** begin Data section **

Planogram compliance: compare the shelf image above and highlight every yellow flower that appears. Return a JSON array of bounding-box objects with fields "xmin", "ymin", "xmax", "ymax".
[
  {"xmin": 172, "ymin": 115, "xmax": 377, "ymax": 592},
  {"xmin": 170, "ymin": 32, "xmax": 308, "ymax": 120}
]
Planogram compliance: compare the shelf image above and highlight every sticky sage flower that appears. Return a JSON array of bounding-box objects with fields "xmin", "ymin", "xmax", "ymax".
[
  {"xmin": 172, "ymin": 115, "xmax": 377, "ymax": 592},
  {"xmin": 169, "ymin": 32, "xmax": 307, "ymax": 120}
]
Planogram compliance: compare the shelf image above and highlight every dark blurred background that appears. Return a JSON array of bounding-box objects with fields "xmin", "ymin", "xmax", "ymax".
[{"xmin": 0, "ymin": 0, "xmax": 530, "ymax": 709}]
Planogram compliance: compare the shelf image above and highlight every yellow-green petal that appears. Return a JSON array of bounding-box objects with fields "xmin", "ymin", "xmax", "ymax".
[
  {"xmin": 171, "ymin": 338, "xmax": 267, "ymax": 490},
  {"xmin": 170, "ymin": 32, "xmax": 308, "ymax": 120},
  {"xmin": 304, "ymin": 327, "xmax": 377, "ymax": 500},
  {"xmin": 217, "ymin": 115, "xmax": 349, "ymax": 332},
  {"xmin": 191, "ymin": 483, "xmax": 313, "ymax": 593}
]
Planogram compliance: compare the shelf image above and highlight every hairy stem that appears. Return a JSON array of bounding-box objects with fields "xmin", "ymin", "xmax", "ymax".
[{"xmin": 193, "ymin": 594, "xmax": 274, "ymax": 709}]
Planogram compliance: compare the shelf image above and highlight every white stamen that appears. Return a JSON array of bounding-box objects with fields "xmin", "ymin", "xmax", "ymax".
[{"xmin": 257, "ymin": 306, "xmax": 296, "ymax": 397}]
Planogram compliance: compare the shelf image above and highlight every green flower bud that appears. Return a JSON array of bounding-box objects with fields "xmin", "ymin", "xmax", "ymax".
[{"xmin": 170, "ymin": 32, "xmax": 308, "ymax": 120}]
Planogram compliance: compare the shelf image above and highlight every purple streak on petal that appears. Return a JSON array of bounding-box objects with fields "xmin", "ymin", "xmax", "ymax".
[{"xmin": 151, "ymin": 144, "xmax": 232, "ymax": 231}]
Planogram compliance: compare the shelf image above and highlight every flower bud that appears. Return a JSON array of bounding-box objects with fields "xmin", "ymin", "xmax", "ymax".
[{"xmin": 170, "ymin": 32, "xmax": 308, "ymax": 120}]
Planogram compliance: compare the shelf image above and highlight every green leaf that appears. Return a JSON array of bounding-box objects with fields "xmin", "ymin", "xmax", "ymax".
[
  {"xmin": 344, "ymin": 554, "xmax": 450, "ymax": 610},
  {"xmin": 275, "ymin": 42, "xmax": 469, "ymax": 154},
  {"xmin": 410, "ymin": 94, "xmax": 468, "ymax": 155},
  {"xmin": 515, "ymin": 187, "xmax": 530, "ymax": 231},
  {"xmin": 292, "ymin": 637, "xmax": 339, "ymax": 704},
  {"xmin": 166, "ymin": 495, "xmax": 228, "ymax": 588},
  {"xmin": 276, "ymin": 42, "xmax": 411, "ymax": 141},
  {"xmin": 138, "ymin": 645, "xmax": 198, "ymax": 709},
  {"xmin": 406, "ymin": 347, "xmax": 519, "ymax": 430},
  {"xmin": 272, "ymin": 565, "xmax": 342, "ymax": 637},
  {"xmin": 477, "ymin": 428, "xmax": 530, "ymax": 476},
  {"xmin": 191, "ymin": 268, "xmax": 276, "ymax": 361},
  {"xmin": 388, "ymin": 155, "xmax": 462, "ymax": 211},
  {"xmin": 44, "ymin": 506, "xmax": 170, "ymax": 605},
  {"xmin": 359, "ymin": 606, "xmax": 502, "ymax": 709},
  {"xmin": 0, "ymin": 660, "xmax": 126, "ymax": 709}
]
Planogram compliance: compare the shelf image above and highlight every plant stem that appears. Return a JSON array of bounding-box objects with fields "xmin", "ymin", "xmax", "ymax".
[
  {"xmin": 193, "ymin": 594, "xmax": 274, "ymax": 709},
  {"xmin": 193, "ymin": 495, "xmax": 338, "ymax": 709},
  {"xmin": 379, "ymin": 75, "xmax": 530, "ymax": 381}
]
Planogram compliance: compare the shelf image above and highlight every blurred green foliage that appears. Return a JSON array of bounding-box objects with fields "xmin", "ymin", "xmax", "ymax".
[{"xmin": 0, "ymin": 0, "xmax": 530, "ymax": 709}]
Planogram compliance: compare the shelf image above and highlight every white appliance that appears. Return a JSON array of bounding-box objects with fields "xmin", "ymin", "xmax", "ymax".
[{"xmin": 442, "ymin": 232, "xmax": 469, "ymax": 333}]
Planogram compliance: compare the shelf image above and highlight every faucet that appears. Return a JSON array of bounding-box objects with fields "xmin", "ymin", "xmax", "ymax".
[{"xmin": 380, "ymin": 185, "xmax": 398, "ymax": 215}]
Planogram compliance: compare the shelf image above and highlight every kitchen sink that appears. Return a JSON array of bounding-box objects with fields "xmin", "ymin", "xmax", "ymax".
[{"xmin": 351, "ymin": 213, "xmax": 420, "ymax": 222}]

** end Data section **

## Description of the task
Convert the lines from the one containing "highlight every kitchen" through the end of the entries, inclusive, into a JSON list of strings with one string per line. Leave out blank lines.

## Answer in full
[
  "Planogram compliance: compare the shelf image above and highlight every kitchen sink that appears. Return a JSON array of bounding-box objects with fields \"xmin\", \"ymin\", \"xmax\", \"ymax\".",
  "[{\"xmin\": 351, \"ymin\": 213, \"xmax\": 420, \"ymax\": 222}]"
]